Extract provided>
— START —

The map of the millennium is drawn by thinkers

The need to predict the future led humanity to look to the stars.

If it were necessary to define the modern era in one word, technology would be that word. We live in a world pulsing with technology - digital phones and cameras, the Internet, the space shuttle, cloned sheep, and countless other wonders. But the scientific theories upon which human invention rests often get short shrift and are little understood. Today, in the first of the Monitor's special millennium reports, we look back over the past 1,000 years and chronicle the major scientific theories and the changes they brought. Technological progress, or advances in the human condition, guided our selections.

On July 4, 1054, a great light from an exploding star appeared in the constellation Taurus. Observers in China, Japan, and the Middle East recorded this bright star, or supernova, which created the Crab Nebula and was visible even in daylight. The Anasazi, or "ancient ones," in the American Southwest painted it on a canyon wall.

To these skywatchers at the beginning of the millennium, the heavens determined the fate of men. The Anasazi aligned their great houses and kivas with sacred celestial objects, whose movements determined when to plant, sacrifice, or start a pilgrimage. Chinese court astrologers kept precise records of celestial events to alert the emperor to good or bad times to come.

Such close observations of the night skies marked a giant step away from peering into the entrails of sacrificed animals to predict the future - the "science" of many ancient peoples.

But observation alone did not produce the surge of scientific discovery that marks the end of this millennium, especially in the West. That required new instruments and an openness to the culture of science, especially a capacity to share information and bring observation under the discipline of mathematics.

Other civilizations made important scientific advances, but failed to develop them. China built an astronomical clock in 1090, centuries before anything comparable in the West. Chinese astronomers recorded observations of supernovae as early as AD 185, but emperors insisted that astronomical records be kept strictly a state secret. (Those who could read the skies might use this knowledge to unsettle the empire.) And by the mid-15th century, China had sealed itself off from outside contact.

Similarly, up to about 1500, Islam had a much higher level of scientific achievement than the West. Arab thinkers developed trigonometry and algebra and made important advances in optics and chemistry. Their astronomers developed instruments to use the stars to determine absolute direction, to ensure that all mosques faced Mecca.

By the 10th century, Muslims could calculate the exact time and had observed all that could be observed in the skies without a telescope, including sun spots. Their astronomical tables were the textbooks for Europe's great astronomers.

But the Arab world was not of one mind on the usefulness of wide-ranging scientific pursuits. "The Arabs built on what they got from the Greeks, but their natural philosophers that were doing this were under a cloud and were not fully accepted," says Edward Grant, distinguished professor emeritus in the history and philosophy of science at Indiana University, who recently completed a second book on this subject.

— END —

Instructions to follow> Resume the millennium science article after its final sentence, the one quoting Edward Grant. The entries after this point have no connection to the millennium science article.

Stored data>
— START —

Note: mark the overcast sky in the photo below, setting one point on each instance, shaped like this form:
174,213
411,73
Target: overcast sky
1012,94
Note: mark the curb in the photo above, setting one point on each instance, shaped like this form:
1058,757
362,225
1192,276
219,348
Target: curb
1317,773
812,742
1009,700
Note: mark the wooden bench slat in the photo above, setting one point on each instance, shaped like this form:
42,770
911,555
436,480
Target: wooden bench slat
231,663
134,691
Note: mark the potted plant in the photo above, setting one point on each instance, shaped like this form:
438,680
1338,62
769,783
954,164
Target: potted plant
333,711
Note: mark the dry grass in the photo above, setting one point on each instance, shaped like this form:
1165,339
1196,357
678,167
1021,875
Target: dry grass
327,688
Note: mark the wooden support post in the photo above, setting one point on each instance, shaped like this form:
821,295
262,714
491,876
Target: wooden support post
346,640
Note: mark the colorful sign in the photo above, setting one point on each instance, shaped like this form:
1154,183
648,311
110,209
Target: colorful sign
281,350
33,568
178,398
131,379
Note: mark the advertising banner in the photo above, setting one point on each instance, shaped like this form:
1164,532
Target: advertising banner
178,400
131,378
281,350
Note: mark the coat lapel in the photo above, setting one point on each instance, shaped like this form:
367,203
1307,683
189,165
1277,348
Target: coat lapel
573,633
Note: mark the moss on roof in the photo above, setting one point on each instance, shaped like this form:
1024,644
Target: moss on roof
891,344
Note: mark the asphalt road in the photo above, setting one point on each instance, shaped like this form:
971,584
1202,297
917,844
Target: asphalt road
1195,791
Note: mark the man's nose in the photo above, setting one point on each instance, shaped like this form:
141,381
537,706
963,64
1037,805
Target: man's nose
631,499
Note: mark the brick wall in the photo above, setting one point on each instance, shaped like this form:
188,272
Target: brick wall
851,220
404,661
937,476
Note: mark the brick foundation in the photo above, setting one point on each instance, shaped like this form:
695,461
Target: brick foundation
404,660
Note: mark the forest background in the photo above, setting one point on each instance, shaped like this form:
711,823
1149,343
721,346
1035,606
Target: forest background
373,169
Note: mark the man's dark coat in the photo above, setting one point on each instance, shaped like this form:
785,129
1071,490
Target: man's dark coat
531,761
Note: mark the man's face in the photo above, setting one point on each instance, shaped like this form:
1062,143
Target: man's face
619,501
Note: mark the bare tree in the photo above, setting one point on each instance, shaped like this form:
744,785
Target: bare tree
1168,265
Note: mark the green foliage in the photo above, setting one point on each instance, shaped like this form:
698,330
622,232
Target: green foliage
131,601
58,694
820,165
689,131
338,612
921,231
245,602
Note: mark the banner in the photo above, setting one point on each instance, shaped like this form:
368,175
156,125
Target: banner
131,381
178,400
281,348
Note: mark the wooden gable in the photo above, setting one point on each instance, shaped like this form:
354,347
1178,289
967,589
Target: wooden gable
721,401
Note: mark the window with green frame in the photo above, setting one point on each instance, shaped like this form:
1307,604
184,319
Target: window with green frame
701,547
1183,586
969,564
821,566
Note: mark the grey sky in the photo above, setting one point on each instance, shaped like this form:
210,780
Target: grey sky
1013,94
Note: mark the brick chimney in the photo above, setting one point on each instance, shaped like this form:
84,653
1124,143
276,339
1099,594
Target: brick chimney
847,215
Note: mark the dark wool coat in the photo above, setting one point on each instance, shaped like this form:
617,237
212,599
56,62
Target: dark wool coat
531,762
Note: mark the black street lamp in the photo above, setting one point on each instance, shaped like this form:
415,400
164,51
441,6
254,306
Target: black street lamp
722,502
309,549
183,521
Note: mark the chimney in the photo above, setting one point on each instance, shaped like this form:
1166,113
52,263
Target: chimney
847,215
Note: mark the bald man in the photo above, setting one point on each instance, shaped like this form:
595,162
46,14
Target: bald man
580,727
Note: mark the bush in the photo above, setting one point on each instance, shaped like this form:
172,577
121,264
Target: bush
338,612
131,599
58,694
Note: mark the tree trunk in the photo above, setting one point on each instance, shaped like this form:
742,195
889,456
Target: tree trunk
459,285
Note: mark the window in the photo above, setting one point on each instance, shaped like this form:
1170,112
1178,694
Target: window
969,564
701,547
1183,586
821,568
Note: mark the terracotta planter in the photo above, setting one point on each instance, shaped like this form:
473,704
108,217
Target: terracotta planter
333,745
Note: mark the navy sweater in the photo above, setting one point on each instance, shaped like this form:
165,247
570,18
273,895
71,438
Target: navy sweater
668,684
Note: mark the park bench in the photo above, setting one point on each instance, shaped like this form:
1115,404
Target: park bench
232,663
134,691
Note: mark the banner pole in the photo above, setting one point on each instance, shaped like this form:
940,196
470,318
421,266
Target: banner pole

— END —

Written reply>
European universities taught natural philosophy, but a student in the Arab world had to seek out a teacher. "They called the Greek sciences the 'foreign' sciences. Natural philosophers were often physically or verbally attacked by those that felt that pure Islam was under threat," he adds.

However, without the contribution of Arab thought, including passing along Greek ideas, the subsequent breakthroughs in science in the West would have been inconceivable, he says.

On Nov. 11, 1572, Danish astronomer Tycho Brahe noticed that the brightest star in the night sky had never appeared before. The new star, a supernova in the constellation Cassiopeia, prompted a very different reaction than the exploding star that dazzled observers at the beginning of the millennium. This was no sign that the gods were restless or that a plague, famine, or war was about to break out on earth. For Tycho, the observation was a new fact that didn't fit expectations - and something that a curious mind could try to explain.

According to the prevailing view of cosmology, the earth was the fixed center of the universe, and the stars moved on a rotating spherical dome above them. In this view, there could be nothing new in the heavens - not even a bright new star.

Tycho had studied the Arab astronomical tables, and he knew the night sky. Two years before this sighting, he had invented a new device to measure the position of stars - a 30-foot-high quadrant of oak and brass. Unlike other astronomers in Europe, he didn't need to guess if the new star was fixed or moving. (It was fixed.)

The quality of his observations set a new standard of scientific work, and word of his analysis spread fast. As a result, the Danish king diverted nearly a third of the national budget to finance the most advanced research complex in Europe for the world's new most-celebrated astronomer.

It would take Galileo Galilei and the invention of the telescope 27 years later to settle the question of what the new view of the universe should be. But Tycho's celebrity signaled that a new scientific culture was taking hold in Europe - a culture of close observation and analysis that could capture the interest of a broad public and the backing of ambitious states.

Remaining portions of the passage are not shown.